─── Data section ───
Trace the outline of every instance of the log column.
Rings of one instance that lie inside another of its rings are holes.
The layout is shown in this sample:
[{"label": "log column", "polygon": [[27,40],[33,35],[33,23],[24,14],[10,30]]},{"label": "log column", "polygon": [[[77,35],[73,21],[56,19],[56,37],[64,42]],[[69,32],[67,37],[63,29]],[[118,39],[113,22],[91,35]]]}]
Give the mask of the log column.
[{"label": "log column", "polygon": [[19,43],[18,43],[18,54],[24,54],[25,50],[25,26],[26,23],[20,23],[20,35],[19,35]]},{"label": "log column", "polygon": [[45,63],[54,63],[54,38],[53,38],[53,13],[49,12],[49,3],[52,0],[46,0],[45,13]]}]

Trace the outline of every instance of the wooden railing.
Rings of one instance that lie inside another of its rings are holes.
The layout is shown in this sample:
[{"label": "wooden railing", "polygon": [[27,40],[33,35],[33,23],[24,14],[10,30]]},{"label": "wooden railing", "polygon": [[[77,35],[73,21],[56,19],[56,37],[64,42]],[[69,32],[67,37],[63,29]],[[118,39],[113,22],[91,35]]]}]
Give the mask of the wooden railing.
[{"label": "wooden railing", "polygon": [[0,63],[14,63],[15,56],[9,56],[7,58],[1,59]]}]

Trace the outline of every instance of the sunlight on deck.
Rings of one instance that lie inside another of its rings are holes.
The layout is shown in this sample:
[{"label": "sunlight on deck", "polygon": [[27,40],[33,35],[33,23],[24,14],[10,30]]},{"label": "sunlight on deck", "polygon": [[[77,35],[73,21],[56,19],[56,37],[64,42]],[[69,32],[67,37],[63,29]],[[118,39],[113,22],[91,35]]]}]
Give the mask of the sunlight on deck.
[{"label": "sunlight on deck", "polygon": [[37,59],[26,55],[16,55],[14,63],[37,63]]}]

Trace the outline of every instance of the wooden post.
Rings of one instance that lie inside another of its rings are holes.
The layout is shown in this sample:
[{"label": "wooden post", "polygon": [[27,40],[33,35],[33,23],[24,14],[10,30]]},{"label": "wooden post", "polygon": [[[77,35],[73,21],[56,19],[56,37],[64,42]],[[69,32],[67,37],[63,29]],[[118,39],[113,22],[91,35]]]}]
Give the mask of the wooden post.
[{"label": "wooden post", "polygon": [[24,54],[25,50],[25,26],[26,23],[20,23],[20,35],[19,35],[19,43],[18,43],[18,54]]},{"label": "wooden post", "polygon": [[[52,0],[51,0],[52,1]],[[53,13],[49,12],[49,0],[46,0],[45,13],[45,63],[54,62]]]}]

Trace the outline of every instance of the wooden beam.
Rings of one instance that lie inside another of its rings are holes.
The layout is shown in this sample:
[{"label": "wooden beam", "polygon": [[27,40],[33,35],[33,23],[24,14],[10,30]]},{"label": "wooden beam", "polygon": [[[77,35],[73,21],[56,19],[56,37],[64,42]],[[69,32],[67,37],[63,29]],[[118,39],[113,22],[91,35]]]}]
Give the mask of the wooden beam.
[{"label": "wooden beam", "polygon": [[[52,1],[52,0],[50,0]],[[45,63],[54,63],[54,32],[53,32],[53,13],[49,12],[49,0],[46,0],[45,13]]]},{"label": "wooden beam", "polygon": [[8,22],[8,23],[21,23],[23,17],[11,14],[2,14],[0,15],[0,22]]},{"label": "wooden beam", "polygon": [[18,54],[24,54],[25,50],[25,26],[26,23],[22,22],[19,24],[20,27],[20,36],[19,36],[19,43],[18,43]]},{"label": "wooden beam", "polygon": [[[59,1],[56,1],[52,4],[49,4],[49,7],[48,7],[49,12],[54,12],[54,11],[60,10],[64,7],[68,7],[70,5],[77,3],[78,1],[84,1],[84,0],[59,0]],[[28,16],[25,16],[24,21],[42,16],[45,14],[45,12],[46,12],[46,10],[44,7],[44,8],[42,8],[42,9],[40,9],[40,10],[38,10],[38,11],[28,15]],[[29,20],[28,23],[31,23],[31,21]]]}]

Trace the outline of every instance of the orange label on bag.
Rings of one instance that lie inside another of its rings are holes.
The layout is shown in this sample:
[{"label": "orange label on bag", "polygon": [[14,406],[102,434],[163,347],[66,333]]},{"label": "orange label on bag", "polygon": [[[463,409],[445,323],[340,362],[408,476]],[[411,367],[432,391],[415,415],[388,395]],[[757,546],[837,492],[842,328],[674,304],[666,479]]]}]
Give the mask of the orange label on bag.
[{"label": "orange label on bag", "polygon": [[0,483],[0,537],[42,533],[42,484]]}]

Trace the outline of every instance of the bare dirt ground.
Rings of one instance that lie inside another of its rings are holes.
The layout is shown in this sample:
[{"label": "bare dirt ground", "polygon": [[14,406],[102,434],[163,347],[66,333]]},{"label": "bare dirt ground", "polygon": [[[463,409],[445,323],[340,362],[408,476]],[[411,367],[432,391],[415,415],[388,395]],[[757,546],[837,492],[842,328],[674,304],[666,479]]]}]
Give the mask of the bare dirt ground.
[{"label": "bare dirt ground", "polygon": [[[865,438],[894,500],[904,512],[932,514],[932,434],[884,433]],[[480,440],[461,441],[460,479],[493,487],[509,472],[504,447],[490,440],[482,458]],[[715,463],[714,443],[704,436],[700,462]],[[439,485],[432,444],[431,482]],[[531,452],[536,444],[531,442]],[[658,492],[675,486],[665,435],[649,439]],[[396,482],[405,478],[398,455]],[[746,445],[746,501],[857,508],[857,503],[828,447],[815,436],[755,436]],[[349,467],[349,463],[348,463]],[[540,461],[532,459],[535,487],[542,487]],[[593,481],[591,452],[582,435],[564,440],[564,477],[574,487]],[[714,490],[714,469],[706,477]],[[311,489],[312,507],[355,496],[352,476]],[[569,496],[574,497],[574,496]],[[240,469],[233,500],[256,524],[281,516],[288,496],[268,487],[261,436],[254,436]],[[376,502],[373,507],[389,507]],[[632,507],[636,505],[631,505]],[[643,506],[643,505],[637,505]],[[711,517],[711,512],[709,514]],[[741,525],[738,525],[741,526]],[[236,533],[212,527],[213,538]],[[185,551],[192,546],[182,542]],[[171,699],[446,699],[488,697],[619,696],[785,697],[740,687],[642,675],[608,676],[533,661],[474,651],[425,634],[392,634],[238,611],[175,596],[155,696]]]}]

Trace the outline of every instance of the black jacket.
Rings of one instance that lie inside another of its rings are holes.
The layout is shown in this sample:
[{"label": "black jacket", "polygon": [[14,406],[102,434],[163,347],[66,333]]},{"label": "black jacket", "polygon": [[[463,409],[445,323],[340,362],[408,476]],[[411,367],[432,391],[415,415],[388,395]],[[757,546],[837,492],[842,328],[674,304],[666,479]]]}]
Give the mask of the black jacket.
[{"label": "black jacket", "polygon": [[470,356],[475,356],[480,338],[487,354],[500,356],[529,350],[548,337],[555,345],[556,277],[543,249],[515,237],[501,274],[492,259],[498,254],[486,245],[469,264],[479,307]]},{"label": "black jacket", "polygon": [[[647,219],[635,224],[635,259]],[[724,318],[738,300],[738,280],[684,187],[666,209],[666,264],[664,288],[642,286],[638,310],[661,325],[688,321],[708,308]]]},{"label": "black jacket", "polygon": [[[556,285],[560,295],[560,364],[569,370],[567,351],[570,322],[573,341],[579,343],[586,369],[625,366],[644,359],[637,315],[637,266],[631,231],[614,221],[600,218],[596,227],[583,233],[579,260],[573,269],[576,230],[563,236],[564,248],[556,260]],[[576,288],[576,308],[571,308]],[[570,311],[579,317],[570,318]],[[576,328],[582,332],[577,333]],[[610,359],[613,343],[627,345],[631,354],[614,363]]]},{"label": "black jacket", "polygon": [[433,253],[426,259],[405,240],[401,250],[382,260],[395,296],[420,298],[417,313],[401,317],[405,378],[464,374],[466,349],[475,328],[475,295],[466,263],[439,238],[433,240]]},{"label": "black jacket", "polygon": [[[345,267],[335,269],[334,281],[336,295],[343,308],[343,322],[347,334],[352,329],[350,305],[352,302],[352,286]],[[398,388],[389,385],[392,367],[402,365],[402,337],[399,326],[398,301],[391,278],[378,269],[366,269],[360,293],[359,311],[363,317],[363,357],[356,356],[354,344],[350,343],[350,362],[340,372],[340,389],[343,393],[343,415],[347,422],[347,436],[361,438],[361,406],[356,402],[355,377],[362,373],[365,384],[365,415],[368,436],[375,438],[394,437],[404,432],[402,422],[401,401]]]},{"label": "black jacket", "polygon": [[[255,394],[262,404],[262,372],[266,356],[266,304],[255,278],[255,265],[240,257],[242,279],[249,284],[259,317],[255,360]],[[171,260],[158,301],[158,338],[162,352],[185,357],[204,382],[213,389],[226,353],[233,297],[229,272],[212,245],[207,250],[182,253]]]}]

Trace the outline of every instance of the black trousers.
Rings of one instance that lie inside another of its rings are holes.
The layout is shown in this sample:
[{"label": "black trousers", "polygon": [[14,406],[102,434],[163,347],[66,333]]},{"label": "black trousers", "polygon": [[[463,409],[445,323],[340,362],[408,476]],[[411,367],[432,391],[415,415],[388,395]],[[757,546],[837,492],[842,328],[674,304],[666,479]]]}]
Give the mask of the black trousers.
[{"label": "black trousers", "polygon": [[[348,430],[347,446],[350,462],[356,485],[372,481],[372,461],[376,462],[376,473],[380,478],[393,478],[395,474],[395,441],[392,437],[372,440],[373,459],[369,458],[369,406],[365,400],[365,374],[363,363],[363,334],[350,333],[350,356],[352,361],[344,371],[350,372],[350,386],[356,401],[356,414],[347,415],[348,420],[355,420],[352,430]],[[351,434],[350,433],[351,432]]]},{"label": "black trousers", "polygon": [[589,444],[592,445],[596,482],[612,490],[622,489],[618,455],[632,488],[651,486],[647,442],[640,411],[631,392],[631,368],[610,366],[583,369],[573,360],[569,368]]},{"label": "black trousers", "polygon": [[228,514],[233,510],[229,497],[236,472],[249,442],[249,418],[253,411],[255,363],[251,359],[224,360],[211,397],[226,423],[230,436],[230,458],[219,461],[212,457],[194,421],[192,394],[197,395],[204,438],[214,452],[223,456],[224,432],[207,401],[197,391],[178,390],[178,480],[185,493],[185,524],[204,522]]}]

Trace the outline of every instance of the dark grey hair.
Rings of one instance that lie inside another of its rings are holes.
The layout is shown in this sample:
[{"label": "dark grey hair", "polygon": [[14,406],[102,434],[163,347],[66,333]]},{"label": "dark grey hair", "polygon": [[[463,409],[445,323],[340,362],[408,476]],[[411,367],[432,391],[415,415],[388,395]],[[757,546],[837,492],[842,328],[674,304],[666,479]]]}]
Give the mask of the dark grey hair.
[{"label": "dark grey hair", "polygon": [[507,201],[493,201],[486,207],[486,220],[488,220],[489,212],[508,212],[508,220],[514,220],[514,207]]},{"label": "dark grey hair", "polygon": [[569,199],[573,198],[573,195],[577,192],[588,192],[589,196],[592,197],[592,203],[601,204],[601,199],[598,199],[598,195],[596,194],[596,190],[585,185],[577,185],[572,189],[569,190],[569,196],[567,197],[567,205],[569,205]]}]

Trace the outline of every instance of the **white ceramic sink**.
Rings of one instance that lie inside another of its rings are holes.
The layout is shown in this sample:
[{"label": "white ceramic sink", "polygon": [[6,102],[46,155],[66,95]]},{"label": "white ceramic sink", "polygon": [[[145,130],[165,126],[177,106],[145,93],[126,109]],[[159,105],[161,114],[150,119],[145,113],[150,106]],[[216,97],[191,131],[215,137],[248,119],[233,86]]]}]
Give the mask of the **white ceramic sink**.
───
Directive
Repeat precisely the lines of the data starting at the one containing "Trace the outline of every instance of the **white", last line included.

Final result
Trace the outline of every instance of the **white ceramic sink**.
Rings of one instance that lie inside another of its rings are holes.
The layout is shown in this sample:
[{"label": "white ceramic sink", "polygon": [[6,102],[46,155],[66,95]]},{"label": "white ceramic sink", "polygon": [[[145,130],[165,126],[177,106],[145,93],[126,109]],[[159,105],[161,114],[150,119],[145,113],[150,106]],[[216,97],[191,131],[215,137],[248,119],[233,86]]]}]
Give the mask of the **white ceramic sink**.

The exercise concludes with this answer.